PAGE TEXT:
◆ ◆ ◆ ◆ ◆
As far as sexing, knocking them out is part of the deal. You basically submerge them for a short period and once they stop moving you have a short period to mess around with them. You can "squeeze" out the reproductive organs of the centipede. PM me and I can send you a link some one shared with me on the forums about sexing.

.

Reactions: Like 1


----------



## Ojantriadi (Apr 22, 2013)

yeah, it's okay, it's just share..any effective methods will be more important...

Reactions: Like 1


----------



## ToeCheCKs (Apr 22, 2013)

according to your method ojan mine is a female. i was lucky enough that she decided to hang her back end out of her hole for a bit. but if the drowning method works and will not harm my centipede i would like to try it. i want to mate these interesting creatures eventually! and i dont want to be breaking up fights while im at it........ hahaha

---------- Post added 04-23-2013 at 12:15 AM ----------

i found a video about this drowning method www.youtube.com/watch?v=kRc1BXZuelo seems like it is easy to do. but my centipede is 1/10th of the size of the one in the video. does the size of the pede matter?? or should i wait untill mine gets a bit older before i try it??

Reactions: Like 1


----------



## nepenthes (Apr 23, 2013)

Id wait for it to get towards maturity (larger), IMO that just makes sense. Would probably make it easier to sex.

Reactions: Like 1


----------



## Insektzuchen (Apr 23, 2013)

*Water Boarding of Centipedes is Cruel, Dangerous & Unnecessary*



Ojantriadi said:


> yeah, it's okay, it's just share..any effective methods will be more important...


It is totally unnecessary to drown your centipede, to render it unconscious, in order to check if its male or female.  You may end up with a dead or brain-damaged centipede.
◆ ◆ ◆ ◆ ◆
DATA SUPPLIED:
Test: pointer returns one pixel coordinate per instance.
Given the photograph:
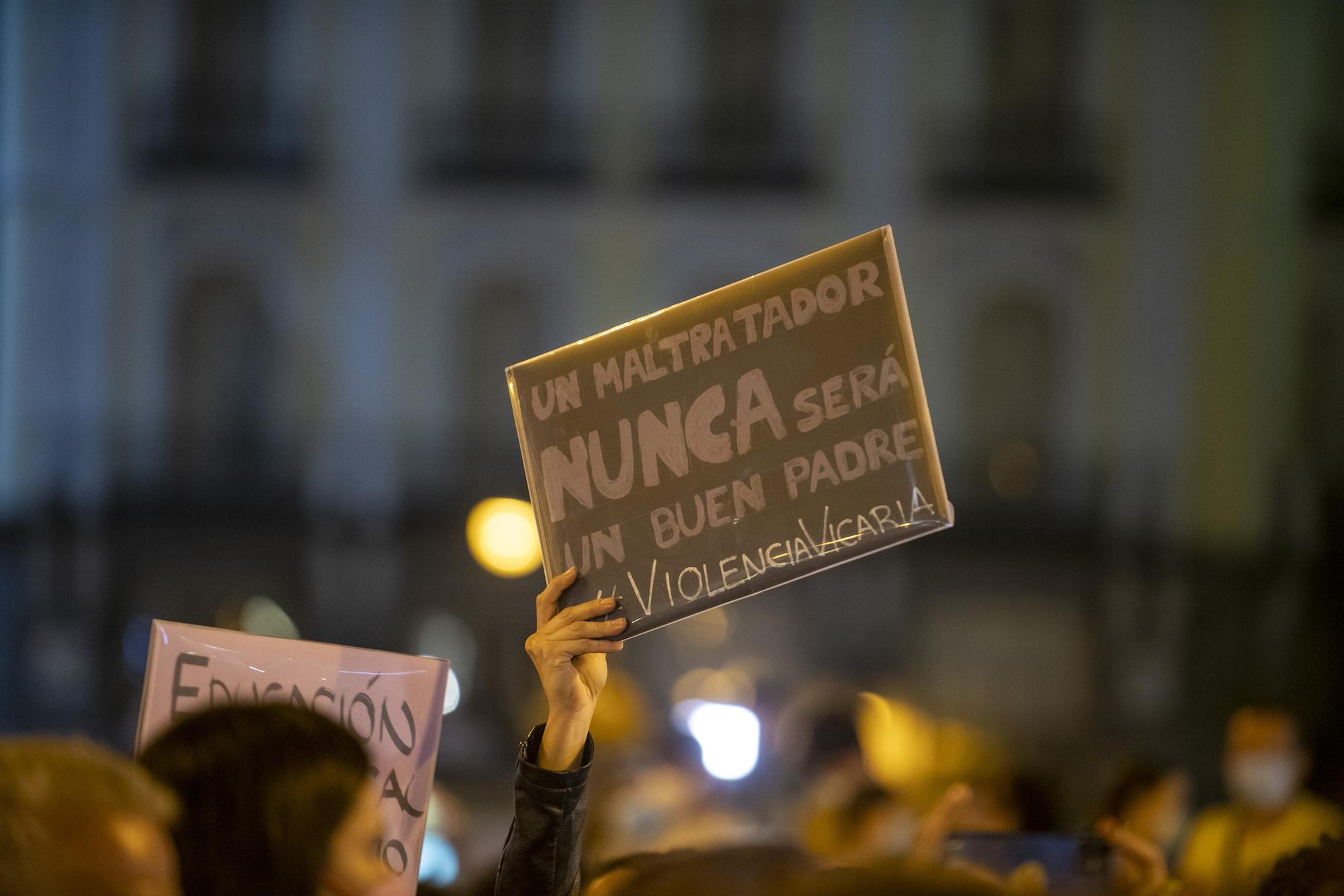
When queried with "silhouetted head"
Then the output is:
◆ ◆ ◆ ◆ ◆
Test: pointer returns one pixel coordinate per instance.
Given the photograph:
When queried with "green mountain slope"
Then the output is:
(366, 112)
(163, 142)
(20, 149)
◆ ◆ ◆ ◆ ◆
ACTIONS TO TAKE:
1: According to the centipede forum thread, how does the size of ToeCheCKs's centipede compare with the one in the video?
2: State whether each of these statements agrees with the centipede forum thread, and support each answer with the deciding words quoted from it: (a) nepenthes advises waiting until the centipede is larger before sexing it; (b) Insektzuchen says drowning is needed to check whether a centipede is male or female; (c) by Ojantriadi's method, ToeCheCKs's centipede is a male.
3: Go on with the centipede forum thread from the point where it stops.

ANSWERS BY TASK:
1: It is one-tenth the size of the one in the video.

2:
(a) Yes: "Id wait for it to get towards maturity (larger)"
(b) No: "It is totally unnecessary to drown your centipede, to render it unconscious, in order to check if its male or female."
(c) No: "according to your method ojan mine is a female"

3:
A much safer and effective method is anesthetizing the pede using CO-2 gas that's found in those cans of compressed gas dust removers.  One good brand is American Recorder CO-2 Dust & Particle Remover.  They come with CO-2 cartridges.  You put the pede in a zip-lock bag, spray the bag full of CO-2, and when you see it go to sleep (unconscious) take it out.  Then you quickly flip the pede on its back and SOFTLY press down on the last body segment between the terminal legs.  If a small appendage pops out, it's male.  If there is nothing, it's female.  DO NOT press down hard or for a prolonged period like the idiot does in the YouTube video cited in a previous post.  You can cause permanent damage to their reproductive organs that way, :sarcasm:  not to mention, inflict a lot of pain.  Sort of, the centipede equivalent of getting kicked in the nutz.   A little common sense goes a long way.


----------



## zonbonzovi (Apr 23, 2013)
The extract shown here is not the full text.